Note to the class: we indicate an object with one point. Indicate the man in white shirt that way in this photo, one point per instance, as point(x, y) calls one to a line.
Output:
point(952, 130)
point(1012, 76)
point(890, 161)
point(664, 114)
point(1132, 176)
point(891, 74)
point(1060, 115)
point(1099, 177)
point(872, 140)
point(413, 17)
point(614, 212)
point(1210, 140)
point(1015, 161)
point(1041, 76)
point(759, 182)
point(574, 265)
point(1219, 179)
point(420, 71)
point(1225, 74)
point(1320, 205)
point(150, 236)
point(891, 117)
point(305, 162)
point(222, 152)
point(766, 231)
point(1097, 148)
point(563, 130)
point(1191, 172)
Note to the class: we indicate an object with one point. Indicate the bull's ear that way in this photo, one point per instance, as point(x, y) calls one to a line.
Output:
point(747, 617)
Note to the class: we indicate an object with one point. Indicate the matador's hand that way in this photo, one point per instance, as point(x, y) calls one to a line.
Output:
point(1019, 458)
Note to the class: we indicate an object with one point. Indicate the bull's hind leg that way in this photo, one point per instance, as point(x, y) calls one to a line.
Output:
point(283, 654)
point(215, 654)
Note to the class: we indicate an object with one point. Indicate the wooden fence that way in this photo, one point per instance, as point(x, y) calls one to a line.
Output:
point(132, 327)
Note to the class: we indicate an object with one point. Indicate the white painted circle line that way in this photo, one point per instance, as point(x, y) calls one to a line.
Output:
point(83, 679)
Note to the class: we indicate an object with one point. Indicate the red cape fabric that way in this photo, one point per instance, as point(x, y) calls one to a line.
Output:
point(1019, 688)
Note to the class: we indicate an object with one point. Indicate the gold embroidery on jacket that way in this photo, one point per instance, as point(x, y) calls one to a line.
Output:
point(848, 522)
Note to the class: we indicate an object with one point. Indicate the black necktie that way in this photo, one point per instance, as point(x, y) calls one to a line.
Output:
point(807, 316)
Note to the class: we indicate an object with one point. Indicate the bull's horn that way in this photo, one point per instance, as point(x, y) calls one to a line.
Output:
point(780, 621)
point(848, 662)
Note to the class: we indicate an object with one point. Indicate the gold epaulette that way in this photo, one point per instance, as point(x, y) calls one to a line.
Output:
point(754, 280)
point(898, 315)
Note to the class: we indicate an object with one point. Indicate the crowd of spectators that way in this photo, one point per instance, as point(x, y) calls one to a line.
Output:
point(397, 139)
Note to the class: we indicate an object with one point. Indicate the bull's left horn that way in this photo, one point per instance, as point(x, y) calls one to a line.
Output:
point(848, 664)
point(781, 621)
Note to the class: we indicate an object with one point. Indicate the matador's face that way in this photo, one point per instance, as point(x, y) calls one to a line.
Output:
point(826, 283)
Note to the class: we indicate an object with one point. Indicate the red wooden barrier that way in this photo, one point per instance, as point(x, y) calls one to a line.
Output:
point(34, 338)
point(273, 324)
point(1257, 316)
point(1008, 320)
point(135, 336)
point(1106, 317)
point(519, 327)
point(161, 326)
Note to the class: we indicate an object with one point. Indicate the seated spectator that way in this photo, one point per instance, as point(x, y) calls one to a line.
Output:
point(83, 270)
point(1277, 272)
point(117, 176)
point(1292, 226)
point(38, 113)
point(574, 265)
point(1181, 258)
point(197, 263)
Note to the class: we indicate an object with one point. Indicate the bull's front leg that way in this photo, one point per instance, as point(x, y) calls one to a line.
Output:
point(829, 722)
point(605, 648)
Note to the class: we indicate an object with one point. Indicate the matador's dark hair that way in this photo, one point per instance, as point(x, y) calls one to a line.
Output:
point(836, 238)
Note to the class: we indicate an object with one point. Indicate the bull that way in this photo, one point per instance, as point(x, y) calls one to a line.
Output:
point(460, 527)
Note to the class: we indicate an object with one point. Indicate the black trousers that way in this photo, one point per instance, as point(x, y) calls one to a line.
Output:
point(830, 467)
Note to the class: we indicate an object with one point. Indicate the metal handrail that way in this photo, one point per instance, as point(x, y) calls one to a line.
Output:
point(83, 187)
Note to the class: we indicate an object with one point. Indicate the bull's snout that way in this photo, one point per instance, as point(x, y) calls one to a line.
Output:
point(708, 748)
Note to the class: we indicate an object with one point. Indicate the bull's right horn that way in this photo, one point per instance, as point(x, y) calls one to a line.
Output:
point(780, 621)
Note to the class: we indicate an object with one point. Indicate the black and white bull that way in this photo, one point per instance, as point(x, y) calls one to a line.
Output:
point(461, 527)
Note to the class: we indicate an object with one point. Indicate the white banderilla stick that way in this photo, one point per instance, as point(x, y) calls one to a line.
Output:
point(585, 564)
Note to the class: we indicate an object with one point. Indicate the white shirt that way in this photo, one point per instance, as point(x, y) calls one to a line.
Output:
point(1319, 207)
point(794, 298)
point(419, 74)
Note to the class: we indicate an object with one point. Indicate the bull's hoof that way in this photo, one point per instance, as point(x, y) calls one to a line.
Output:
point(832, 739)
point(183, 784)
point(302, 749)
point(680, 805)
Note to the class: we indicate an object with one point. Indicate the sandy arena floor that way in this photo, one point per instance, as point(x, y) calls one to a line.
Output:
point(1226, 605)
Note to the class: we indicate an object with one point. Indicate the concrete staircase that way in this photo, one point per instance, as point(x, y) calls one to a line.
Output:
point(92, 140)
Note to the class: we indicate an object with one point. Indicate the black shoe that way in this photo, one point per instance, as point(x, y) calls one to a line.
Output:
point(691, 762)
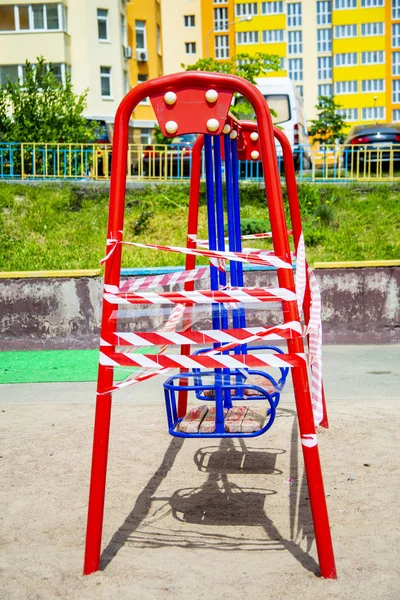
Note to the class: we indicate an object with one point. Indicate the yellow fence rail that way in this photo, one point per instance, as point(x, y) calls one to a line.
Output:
point(338, 163)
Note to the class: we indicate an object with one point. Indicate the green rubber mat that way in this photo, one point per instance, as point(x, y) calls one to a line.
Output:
point(45, 366)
* * *
Could you rewrite the stretch of entries from the line containing "Indicate the seated" through the line containing "point(605, 648)", replacing "seated spectator" with "standing spectator" and leaving everything else unchanged?

- Answer -
Note to the class: we indicate an object with one point. Indicate the standing spectator that way in this photo, one point per instance, as point(x, y) calls one to a line.
Output:
point(83, 270)
point(1277, 272)
point(117, 176)
point(1292, 226)
point(38, 113)
point(574, 265)
point(1181, 258)
point(197, 263)
Note to the class: we indicate an object with one point. Indicate the bull's front leg that way in this photo, one point per instance, as point(x, y) calls one to a line.
Output:
point(829, 722)
point(605, 648)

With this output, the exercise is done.